**Textauszug**.
Musik, Autismus und andere Wesentlichkeiten

Der zweite Krimi „Wiener Lied“ ist anders. Die Schauplätze sind andere, die Charaktere ebenso. Wien ist eine der Kulturmetropolen Europas – und ein (Kriminal-)Roman sollte dies berücksichtigen, ja einkalkulieren. Vor allem einer, der am St. Marxer Friedhof beginnt – und auch dort endet, wie mein „Wiener Lied“. Auf diesem Friedhof lag und liegt irgendwo der größte Komponist aller Zeiten (Wolfgang Amadeus Mozart), und genau auf dieser Ruhestätte, die nun ein Naherholungsgebiet und kein Friedhof mehr ist, wird ein sehr junger Musiker tot aufgefunden: Alexander Kugler, ein begnadeter Klavierspieler, Autist und der Nachwuchskomponist, der an einer Totenmesse gefeilt hat: Tod, Musik, psychische Devianzen – drei große „Wiener Themen“, die – in diesem Krimi ineinander verflochten – einen ganz eigenen Reigen ergeben. Einen Walzer in Schwarz-Weiß. Eine Geschichte, die auf den großen Dichotomien aufgebaut ist, auf „laut“ vs. „leise“, „schwarz“ vs. „schwarz“, „tot“ vs. „lebendig“. Radikal, einfühlsam und kompromisslos – das Fundament von großartigen Musikstücken oder vielleicht auch von einem ungewöhnlichen Krimi.


Fiktion – und nichts anderes

Das Schöne am Erzählen ist das Erfinden von Geschichten. Oder ihr Wieder-Finden. Einzelne Elemente aus dem eigenen Leben in den Kontext einer Kriminalgeschichte zu stellen – von einer bestimmten Idee ausgehend einem ausgedachten Ende entgegenschreiben: das Abenteuer des Erzählens liegt dazwischen, in den kreativen Schüben, die in meinem Fall oft nachts immer neue Figuren, Konstellationen und überraschende Wendungen hervorbringen, zwischen meinem seichten Schlaf und dem halbwachen Tippen auf den schwarzweißen Laptop-Tasten: der Bildschirm als Schauplatz und Schlachtfeld – meine ganze fiktive Welt, für Euch, meine Leserinnen und Leser aus der Tiefe des eigenen Lebens gehoben, auf ungefähr 300 Seiten pro Roman ausgebreitet und mit einem hoffentlich eleganten Schluss zu Ende erzählt.

Wenn ich es mir recht überlege, ist nichts so wirklich wie das Erzählte: das frei Erfundene. Oder Wiedergefundene – die Fiktion.

**Aufgabe**. Schreib aus dem Textauszug Wort für Wort ab, was von „Fiktion – und“ bis einschließlich „zu Ende erzählt.“ steht. Die folgenden Datenzeilen haben nichts mit dem Textauszug zu tun.

**Datenzeilen**.
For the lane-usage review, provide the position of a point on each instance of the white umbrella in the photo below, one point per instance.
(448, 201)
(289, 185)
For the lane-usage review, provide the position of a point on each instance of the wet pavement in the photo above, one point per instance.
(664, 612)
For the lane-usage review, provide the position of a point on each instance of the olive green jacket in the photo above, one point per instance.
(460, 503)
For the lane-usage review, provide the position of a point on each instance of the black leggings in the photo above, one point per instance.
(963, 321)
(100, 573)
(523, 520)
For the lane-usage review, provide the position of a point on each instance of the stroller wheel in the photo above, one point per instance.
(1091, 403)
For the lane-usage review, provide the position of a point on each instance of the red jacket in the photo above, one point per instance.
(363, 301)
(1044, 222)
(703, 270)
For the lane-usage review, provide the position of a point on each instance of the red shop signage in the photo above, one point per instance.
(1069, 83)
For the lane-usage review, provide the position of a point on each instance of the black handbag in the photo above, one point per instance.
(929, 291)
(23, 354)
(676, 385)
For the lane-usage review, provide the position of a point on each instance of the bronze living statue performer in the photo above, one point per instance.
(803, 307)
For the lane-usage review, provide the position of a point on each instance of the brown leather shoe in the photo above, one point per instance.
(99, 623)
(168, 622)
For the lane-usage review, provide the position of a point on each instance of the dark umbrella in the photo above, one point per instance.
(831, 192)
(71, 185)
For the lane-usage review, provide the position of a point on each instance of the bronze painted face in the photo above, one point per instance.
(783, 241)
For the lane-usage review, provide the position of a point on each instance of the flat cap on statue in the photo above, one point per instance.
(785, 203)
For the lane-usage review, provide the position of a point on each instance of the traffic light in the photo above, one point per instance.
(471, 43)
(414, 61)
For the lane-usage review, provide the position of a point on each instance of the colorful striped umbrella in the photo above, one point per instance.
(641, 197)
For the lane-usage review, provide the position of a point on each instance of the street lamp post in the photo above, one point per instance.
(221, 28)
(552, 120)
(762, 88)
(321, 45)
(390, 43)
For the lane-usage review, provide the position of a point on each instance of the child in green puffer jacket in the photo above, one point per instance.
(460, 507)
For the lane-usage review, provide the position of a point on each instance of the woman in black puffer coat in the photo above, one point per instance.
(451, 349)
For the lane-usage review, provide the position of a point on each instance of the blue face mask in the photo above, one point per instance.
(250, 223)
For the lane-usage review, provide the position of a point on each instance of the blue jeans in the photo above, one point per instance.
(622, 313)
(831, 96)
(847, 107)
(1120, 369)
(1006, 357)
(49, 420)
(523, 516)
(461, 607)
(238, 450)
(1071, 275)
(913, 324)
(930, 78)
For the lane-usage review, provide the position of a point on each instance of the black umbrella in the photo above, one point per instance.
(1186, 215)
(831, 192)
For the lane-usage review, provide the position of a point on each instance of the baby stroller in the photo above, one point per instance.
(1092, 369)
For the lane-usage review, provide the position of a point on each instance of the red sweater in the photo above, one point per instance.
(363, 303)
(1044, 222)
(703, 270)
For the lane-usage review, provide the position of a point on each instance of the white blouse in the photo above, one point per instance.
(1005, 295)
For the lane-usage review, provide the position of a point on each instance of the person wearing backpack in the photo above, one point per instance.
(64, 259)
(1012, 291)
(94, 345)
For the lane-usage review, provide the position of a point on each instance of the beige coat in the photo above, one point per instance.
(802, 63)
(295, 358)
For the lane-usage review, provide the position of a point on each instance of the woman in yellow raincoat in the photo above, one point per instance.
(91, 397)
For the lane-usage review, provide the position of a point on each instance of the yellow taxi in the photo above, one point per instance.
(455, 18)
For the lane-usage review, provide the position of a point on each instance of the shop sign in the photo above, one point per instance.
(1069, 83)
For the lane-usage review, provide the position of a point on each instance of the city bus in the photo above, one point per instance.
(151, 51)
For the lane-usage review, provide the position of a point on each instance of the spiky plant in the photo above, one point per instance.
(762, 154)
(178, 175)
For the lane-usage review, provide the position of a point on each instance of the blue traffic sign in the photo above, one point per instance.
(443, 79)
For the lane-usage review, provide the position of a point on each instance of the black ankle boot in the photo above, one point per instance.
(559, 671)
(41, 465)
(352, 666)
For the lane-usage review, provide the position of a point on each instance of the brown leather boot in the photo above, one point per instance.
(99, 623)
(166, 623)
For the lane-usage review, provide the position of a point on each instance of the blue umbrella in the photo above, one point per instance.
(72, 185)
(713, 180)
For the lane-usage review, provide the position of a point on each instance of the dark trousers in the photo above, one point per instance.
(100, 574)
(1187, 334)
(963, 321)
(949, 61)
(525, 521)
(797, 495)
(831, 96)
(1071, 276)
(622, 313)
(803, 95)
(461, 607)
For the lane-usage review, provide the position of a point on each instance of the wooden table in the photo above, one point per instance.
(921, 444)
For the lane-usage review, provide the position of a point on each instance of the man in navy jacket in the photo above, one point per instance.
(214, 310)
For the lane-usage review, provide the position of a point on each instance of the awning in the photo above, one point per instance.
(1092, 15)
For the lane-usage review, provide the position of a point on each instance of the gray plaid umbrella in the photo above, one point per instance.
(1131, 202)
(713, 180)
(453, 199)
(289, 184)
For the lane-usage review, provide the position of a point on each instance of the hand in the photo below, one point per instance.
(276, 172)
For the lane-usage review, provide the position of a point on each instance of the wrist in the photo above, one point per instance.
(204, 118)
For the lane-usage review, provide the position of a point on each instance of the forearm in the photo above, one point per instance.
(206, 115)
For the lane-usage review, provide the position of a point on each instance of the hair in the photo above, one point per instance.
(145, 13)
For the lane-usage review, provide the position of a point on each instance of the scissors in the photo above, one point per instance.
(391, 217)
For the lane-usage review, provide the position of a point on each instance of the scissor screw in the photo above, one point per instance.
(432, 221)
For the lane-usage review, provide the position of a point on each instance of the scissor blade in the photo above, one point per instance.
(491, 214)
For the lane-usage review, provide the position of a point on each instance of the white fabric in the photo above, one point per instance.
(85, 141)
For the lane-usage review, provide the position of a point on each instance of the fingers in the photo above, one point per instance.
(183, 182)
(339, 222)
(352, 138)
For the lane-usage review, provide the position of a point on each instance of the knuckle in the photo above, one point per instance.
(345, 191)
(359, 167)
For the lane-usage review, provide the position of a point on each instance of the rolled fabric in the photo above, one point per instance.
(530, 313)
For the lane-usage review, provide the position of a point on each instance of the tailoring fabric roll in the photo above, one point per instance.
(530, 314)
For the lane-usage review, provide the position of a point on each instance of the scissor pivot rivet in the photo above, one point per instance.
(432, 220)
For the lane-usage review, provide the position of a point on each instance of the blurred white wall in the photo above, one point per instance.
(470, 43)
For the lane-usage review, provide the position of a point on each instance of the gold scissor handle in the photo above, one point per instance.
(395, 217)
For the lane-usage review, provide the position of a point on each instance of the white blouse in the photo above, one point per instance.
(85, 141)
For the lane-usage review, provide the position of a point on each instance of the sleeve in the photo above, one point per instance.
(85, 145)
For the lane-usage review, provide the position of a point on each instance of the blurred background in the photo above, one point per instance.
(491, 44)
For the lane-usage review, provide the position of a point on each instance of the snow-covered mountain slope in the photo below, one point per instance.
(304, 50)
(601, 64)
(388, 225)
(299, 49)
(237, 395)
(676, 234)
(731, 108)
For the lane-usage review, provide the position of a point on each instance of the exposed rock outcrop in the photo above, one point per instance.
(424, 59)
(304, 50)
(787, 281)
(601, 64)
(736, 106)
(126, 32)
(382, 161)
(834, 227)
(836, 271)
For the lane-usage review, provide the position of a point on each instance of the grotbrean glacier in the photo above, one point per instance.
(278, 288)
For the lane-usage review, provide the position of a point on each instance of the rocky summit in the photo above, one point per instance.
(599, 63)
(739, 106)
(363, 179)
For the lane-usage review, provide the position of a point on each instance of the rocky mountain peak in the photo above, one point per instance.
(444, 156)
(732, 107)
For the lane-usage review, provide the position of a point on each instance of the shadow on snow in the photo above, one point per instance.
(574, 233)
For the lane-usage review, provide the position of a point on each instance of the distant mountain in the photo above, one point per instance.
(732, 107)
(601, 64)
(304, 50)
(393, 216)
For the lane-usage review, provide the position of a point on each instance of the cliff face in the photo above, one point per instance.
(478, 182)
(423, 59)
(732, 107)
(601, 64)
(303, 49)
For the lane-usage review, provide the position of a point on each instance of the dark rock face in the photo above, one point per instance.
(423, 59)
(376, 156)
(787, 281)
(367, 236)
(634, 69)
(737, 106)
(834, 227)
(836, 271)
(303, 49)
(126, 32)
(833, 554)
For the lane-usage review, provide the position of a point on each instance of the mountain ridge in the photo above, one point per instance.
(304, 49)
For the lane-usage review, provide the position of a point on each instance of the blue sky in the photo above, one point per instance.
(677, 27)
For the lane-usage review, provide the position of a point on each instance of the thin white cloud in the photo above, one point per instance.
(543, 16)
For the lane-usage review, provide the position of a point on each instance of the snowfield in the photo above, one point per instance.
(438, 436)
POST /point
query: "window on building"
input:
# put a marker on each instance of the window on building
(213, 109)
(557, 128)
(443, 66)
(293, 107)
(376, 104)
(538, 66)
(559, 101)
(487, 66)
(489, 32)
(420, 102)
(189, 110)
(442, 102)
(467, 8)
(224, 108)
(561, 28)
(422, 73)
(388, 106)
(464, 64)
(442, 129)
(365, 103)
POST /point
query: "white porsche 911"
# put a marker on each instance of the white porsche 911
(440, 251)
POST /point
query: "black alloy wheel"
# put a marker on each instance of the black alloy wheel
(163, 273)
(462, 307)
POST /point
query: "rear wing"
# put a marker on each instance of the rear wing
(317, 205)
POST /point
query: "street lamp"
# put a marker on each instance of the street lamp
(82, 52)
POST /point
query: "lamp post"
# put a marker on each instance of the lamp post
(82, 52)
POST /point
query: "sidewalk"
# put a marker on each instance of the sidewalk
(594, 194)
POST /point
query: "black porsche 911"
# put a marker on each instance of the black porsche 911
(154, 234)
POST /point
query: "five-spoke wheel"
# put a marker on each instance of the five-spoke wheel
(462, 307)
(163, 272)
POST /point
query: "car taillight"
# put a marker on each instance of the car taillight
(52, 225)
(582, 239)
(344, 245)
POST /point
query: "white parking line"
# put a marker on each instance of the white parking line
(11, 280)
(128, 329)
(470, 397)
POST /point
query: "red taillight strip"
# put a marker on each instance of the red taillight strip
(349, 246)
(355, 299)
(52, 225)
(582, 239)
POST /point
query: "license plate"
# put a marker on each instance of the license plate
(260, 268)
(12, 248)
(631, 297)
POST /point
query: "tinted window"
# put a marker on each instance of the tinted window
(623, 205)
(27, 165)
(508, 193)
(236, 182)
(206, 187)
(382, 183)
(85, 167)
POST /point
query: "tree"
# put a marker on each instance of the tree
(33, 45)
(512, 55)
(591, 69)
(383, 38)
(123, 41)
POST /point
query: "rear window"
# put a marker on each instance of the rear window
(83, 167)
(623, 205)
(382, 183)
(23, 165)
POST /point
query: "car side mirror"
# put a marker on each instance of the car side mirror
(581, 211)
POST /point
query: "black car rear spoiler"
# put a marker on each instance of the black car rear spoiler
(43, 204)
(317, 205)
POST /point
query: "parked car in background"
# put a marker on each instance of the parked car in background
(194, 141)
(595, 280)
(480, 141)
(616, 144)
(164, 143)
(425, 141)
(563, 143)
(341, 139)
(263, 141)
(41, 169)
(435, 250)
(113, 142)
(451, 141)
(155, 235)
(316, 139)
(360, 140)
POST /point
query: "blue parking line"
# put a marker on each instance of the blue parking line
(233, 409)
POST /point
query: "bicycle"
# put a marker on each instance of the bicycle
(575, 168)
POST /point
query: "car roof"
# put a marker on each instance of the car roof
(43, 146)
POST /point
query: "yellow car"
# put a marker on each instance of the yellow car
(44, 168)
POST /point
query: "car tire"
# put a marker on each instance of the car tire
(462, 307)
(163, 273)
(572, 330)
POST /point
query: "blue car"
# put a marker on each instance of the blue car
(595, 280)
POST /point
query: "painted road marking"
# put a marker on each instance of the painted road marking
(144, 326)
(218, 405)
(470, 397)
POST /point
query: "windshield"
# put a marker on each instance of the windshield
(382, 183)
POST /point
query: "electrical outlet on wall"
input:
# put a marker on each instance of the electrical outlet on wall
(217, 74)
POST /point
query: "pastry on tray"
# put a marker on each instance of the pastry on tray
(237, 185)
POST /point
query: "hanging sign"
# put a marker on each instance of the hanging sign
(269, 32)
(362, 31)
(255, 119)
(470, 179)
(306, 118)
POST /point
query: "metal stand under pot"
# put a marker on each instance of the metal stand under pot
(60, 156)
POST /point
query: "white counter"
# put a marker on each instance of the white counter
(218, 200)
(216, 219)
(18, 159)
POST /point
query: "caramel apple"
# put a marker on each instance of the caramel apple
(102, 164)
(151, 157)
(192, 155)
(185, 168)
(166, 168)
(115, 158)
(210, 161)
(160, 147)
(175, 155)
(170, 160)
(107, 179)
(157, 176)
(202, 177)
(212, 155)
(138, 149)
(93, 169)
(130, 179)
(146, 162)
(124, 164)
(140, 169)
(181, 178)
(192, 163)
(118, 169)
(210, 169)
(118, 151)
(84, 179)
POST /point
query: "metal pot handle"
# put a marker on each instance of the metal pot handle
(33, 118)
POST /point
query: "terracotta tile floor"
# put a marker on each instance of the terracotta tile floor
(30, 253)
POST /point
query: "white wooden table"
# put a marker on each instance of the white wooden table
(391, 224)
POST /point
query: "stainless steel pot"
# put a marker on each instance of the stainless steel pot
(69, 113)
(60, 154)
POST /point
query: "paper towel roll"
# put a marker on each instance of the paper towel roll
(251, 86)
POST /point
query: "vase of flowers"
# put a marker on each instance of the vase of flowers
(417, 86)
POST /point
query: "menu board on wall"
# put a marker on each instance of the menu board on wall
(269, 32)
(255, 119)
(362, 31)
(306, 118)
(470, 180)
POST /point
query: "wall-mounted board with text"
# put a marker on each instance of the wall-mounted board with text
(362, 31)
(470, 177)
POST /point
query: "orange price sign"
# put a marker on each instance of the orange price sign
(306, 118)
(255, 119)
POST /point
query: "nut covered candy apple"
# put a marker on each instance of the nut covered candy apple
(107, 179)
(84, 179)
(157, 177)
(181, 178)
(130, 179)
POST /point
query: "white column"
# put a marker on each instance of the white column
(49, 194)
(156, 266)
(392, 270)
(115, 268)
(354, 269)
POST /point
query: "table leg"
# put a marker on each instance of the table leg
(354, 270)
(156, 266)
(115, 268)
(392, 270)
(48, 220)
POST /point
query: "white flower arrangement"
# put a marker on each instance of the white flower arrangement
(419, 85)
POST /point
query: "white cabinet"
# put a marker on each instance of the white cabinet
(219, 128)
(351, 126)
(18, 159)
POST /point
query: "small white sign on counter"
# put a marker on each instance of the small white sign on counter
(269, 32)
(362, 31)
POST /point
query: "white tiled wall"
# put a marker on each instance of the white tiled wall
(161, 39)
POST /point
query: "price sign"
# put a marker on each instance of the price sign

**Antwort**.
Fiktion – und nichts anderes

Das Schöne am Erzählen ist das Erfinden von Geschichten. Oder ihr Wieder-Finden. Einzelne Elemente aus dem eigenen Leben in den Kontext einer Kriminalgeschichte zu stellen – von einer bestimmten Idee ausgehend einem ausgedachten Ende entgegenschreiben: das Abenteuer des Erzählens liegt dazwischen, in den kreativen Schüben, die in meinem Fall oft nachts immer neue Figuren, Konstellationen und überraschende Wendungen hervorbringen, zwischen meinem seichten Schlaf und dem halbwachen Tippen auf den schwarzweißen Laptop-Tasten: der Bildschirm als Schauplatz und Schlachtfeld – meine ganze fiktive Welt, für Euch, meine Leserinnen und Leser aus der Tiefe des eigenen Lebens gehoben, auf ungefähr 300 Seiten pro Roman ausgebreitet und mit einem hoffentlich eleganten Schluss zu Ende erzählt.